DONNÉES FOURNIES —
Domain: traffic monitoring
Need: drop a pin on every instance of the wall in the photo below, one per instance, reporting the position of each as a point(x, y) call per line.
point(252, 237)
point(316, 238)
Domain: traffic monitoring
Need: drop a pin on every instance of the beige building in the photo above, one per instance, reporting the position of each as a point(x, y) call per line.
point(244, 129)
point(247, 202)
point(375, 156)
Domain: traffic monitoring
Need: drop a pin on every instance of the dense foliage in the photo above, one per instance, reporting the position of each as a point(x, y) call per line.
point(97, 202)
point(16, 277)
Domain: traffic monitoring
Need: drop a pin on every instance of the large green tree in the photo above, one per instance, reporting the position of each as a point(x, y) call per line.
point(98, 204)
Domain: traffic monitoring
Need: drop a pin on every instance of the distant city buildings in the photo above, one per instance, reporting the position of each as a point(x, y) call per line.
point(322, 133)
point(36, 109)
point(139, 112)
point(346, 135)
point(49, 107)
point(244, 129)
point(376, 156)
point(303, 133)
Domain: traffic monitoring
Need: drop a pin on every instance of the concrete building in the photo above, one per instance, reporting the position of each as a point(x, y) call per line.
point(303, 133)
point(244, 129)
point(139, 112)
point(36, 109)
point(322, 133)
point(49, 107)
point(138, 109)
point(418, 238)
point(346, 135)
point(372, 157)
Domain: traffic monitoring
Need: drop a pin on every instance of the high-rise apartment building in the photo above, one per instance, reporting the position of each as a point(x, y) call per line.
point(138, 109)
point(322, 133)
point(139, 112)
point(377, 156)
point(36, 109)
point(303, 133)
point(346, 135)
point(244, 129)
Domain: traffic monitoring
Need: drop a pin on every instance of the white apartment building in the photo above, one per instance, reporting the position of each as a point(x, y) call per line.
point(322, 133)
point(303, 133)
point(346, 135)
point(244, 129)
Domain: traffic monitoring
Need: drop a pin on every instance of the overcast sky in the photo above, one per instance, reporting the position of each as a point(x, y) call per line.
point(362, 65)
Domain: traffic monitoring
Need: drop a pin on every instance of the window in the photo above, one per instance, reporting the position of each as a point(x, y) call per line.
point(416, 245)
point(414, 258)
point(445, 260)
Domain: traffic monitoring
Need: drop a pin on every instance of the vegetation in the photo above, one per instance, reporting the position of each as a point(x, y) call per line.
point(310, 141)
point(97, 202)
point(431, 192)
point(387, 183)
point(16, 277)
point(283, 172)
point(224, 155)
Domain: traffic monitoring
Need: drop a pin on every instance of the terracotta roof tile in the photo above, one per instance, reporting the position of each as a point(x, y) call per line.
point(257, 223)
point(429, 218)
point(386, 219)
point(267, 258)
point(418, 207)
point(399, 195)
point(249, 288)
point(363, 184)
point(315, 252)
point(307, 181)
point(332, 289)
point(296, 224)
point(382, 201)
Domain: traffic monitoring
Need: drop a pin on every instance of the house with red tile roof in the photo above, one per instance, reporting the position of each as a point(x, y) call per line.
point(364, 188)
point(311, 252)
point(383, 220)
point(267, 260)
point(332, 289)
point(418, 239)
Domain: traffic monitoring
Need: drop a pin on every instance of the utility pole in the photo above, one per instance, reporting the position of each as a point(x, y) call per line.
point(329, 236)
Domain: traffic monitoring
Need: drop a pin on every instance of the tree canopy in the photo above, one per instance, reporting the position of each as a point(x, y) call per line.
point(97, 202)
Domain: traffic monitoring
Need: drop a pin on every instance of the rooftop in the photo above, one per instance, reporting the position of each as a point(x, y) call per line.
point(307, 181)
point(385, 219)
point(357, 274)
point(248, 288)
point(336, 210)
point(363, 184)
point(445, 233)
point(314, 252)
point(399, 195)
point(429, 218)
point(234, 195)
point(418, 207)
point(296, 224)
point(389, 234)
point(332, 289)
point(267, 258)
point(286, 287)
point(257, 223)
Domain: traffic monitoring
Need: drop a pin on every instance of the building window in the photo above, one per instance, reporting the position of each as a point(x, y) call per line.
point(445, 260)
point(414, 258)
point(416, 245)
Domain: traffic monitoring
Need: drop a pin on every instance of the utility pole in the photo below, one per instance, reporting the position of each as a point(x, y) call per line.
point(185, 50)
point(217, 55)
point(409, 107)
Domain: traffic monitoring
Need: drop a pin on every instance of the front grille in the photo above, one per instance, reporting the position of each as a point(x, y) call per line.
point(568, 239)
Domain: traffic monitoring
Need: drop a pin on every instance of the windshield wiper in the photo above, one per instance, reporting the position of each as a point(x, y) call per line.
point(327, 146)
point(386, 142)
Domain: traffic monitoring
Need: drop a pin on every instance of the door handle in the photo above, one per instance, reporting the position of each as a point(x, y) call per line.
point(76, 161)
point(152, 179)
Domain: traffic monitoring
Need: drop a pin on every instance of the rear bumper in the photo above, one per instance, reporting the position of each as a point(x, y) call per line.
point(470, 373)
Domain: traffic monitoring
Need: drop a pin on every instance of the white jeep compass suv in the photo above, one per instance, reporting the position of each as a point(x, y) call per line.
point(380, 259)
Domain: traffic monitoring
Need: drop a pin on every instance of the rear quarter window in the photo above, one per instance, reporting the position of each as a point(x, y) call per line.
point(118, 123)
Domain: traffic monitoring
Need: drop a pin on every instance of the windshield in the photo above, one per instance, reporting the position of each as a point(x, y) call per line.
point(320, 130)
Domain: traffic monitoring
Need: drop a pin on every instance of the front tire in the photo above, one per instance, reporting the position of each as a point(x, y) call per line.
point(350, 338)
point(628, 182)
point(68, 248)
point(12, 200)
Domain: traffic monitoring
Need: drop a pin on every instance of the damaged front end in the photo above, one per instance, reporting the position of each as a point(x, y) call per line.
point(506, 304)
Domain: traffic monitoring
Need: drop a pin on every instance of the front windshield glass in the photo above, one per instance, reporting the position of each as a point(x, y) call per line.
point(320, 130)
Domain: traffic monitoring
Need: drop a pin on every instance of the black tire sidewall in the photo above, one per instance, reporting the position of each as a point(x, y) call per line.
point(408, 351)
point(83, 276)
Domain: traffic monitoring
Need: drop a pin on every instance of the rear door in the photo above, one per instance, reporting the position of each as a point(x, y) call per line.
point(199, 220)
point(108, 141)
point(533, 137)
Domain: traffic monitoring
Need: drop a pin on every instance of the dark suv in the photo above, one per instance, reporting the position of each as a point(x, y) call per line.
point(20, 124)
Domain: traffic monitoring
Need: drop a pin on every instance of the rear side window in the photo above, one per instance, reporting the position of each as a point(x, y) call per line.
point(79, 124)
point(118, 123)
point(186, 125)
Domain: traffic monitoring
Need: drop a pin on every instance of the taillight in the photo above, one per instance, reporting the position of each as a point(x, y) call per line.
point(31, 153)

TRAVAIL À FAIRE — Recopiez mot pour mot les données depuis leur début jusqu'à la ligne qui contient « point(98, 204) », cette ligne comprise.

RÉPONSE ATTENDUE —
Domain: traffic monitoring
Need: drop a pin on every instance of the wall in the photo below, one per instance, reporting the position of each as a point(x, y) call per line.
point(252, 237)
point(316, 238)
Domain: traffic monitoring
Need: drop a pin on every instance of the beige building in the photo above, one per instance, reporting the position of each as a point(x, y) call per line.
point(244, 129)
point(247, 202)
point(375, 156)
Domain: traffic monitoring
Need: drop a pin on every instance of the dense foliage in the photo above, one per instance, reporting the position of each as a point(x, y) call per line.
point(97, 202)
point(16, 277)
Domain: traffic monitoring
Need: drop a pin on every instance of the large green tree in the photo above, one per instance, reporting the position of each as a point(x, y) call per line.
point(98, 204)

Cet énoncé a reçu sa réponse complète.